SHORT PROBLEM
Rewrite the records from the line with "form: x=189 y=122." up to and including the line with "x=550 y=145", with "man's ear" changed to "man's right ear" and nothing else altered.
--- DATASET RECORDS ---
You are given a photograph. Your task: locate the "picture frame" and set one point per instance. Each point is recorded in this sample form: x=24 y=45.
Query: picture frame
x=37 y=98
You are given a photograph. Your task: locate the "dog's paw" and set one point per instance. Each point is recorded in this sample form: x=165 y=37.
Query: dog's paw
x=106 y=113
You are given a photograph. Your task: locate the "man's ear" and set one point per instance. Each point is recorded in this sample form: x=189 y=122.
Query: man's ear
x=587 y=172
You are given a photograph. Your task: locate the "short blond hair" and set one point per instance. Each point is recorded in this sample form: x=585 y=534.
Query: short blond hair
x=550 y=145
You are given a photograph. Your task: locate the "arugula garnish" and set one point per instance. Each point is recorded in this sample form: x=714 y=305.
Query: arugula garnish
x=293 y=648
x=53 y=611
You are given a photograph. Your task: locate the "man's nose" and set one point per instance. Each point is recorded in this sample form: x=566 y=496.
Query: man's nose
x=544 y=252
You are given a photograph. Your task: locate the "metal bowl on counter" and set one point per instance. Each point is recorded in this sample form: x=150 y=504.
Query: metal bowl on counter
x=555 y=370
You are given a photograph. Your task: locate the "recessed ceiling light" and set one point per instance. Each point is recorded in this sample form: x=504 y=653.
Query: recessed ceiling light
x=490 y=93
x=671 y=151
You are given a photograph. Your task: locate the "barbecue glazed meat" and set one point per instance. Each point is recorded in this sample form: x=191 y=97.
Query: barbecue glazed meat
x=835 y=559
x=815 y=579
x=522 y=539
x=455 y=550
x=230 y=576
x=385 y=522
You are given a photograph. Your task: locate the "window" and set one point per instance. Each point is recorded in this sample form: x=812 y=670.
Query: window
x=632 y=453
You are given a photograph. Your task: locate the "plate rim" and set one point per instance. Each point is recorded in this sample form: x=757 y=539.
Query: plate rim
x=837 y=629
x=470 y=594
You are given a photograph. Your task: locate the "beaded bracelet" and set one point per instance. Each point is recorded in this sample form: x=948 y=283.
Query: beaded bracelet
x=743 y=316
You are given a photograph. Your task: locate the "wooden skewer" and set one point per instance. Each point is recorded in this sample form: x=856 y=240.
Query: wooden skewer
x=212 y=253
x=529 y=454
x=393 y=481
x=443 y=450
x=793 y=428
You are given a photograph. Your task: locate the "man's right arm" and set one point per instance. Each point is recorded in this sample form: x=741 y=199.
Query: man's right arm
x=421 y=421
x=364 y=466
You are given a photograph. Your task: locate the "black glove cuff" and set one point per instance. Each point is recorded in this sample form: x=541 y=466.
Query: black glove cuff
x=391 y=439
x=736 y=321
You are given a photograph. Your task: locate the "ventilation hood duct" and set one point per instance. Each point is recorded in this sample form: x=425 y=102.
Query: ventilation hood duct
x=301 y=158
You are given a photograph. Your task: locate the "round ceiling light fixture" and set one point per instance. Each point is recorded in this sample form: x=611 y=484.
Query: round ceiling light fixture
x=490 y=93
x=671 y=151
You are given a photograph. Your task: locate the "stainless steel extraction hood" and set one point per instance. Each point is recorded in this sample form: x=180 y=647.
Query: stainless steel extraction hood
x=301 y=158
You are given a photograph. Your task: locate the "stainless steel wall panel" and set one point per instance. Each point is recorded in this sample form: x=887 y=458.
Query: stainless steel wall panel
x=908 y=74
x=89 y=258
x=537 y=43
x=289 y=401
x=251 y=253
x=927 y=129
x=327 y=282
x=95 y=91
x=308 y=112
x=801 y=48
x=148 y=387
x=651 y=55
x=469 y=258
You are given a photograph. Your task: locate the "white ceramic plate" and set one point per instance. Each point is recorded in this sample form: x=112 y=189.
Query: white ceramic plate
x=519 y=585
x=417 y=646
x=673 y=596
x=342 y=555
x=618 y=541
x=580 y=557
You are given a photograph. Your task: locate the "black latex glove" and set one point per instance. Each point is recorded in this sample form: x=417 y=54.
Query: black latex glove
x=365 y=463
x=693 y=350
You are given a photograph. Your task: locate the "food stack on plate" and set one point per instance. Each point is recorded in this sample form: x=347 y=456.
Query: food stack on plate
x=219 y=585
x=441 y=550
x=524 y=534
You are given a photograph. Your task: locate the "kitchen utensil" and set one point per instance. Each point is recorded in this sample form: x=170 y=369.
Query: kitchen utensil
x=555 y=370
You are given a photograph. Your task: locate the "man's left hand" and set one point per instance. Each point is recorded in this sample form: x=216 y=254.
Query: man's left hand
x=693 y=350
---
OUTPUT OF THE EXERCISE
You are given a photograph. Your task: locate the "man's right ear" and set one point per instance. Each point is recorded in this sample form: x=189 y=122.
Query: man's right ear
x=587 y=172
You are given a photograph. Your task: locate the "short blond hair" and set one point per instance. Each point is recorded in this sample form: x=585 y=534.
Query: short blond hair
x=550 y=145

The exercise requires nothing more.